(Dataset entries)
Content starts

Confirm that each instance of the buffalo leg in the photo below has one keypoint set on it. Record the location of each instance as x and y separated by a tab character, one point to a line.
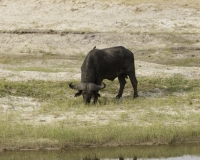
122	83
134	83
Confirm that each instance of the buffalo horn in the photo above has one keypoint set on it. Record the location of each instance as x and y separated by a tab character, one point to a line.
80	86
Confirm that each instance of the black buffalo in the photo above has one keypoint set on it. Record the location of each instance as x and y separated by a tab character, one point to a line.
108	64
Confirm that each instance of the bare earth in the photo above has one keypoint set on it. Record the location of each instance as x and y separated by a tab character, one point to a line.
74	27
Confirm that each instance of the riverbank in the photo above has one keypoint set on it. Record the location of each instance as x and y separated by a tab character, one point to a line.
40	57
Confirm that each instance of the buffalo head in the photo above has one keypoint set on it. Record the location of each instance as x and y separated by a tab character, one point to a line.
88	90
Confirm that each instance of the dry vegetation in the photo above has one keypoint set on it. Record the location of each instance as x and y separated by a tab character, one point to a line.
38	59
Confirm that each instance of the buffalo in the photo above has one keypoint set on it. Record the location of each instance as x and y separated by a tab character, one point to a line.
108	63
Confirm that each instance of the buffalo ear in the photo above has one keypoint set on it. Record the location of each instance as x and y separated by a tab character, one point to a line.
95	87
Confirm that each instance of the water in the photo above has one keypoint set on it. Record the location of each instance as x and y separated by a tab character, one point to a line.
168	152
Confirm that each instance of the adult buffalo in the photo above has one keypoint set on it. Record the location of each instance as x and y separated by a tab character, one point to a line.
108	64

Content ends

Task directions: Print the data above in full and exactly as it appears, skipping the pictures.

Exercise solution:
Confirm that each instance of the buffalo leg in the photo below has one keypoint set on it. Record the location of each instance as x and y separated by a tab character, one point to a line.
122	83
134	83
Confirm that each instance of the buffalo horn in the photo above has one keypoint set on it. Record the location of each instance as x and y separated by a tab character, one point to a line.
80	86
Confirm that each instance of the black buffalo in the photo above has one keypoint set on it. Record the location of each instance as x and y separated by a tab character, one point to a line.
108	64
Confirm that each instance of the bare earth in the photo above has one keypoint set on it. Record the location of each instance as x and y separated by a tab character, one point to a line.
74	27
Confirm that each instance of the riverbank in the photo above has one keypoint set on it. Record the location of each instance as x and y separated by a tab character, one point to a line.
40	57
Confirm that each instance of the buffalo head in the photo above has one keypoint set on it. Record the location of each instance as x and y separated by a tab character, one point to a line.
88	90
Confirm that each instance of the dry vegetation in the photo above has one keypoint set on it. Record the location of each instance as x and y separated by a tab character, one point to a line.
38	59
Confirm that each instance of the buffalo in the photo above has one keypoint set on it. Record the location of each instance as x and y separated by a tab character, one point to a line.
108	63
Confirm that each instance of the buffalo ear in the photo above has one keypoint set on it. Record the location of each instance as x and y separated by a tab character, one point to a line.
95	87
Confirm that each instance of the water in the photo above has one keypoint set on it. Record the location of each instance as x and y separated by a tab character, one point to a line.
168	152
Confirm that each instance of the adult buffalo in the photo above has one keypoint set on it. Record the location of each instance as x and y separated by a tab character, one point to a line.
108	64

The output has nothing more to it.